— Exercise a —
Rewrite the entries below, from their first line up to and including the line containing "x=12, y=274", and shift every coordinate in the answers up by 24 while leaving all other lines as they are. Output only those lines.

— Document section —
** start **

= Positioning system =

Technology for determining an object's location in space

A positioning system is a system for determining the position of an object in space. Positioning system technologies exist ranging from interplanetary coverage with meter accuracy to workspace and laboratory coverage with sub-millimeter accuracy. A major subclass is made of geopositioning systems, used for determining an object's position with respect to Earth, i.e., its geographical position; one of the most well-known and commonly used geopositioning systems is the Global Positioning System (GPS) and similar global navigation satellite systems (GNSS).

== Coverage ==

=== Interplanetary systems ===
Interplanetary-radio communication systems not only communicate with spacecraft, but they are also used to determine their position. Radar can track targets near the Earth, but spacecraft in deep space must have a working transponder on board to echo a radio signal back. Orientation information can be obtained using star trackers.

** end **

— The records —

** start **

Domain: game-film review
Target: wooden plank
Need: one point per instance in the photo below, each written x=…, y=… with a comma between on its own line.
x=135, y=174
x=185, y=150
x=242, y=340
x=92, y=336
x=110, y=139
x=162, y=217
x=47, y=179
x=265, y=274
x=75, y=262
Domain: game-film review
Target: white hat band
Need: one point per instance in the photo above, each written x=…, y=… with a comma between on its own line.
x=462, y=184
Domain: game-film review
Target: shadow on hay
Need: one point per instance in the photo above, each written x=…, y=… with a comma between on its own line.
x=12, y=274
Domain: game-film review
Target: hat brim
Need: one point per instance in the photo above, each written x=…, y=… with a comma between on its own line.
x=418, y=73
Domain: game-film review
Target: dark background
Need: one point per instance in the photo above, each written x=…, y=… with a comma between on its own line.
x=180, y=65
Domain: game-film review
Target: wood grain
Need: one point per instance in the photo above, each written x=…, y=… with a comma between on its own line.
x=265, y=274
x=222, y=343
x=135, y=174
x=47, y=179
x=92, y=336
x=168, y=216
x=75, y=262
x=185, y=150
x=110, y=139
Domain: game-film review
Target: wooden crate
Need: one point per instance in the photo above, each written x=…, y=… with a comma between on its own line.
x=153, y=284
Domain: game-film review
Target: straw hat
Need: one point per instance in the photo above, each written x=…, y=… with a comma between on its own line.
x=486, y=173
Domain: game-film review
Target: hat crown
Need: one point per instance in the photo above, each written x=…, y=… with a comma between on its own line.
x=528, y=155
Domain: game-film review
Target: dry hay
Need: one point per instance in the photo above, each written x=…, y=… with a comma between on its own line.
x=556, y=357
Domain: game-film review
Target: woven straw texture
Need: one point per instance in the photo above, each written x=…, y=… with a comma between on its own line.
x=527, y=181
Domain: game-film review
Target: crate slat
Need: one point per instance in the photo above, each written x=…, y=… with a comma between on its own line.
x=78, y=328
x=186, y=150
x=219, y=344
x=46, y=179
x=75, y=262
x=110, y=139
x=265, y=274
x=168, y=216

** end **

— Exercise b —
Transcribe the positioning system text above from "Technology for determining" up to and including "satellite systems (GNSS).", word for word.

— Exercise answer a —
Domain: game-film review
Target: wooden plank
Need: one point per instance in the photo below, each written x=…, y=… with a comma between on its own line.
x=159, y=198
x=209, y=174
x=266, y=364
x=116, y=360
x=134, y=163
x=186, y=241
x=71, y=203
x=289, y=298
x=99, y=286
Domain: game-film review
Target: white hat band
Need: one point per instance in the photo above, each written x=…, y=… with a comma between on its own line.
x=486, y=208
Domain: game-film review
Target: shadow on hay
Need: one point per instance in the photo above, each written x=…, y=… with a comma between on its own line.
x=36, y=298

— Exercise answer b —
Technology for determining an object's location in space

A positioning system is a system for determining the position of an object in space. Positioning system technologies exist ranging from interplanetary coverage with meter accuracy to workspace and laboratory coverage with sub-millimeter accuracy. A major subclass is made of geopositioning systems, used for determining an object's position with respect to Earth, i.e., its geographical position; one of the most well-known and commonly used geopositioning systems is the Global Positioning System (GPS) and similar global navigation satellite systems (GNSS).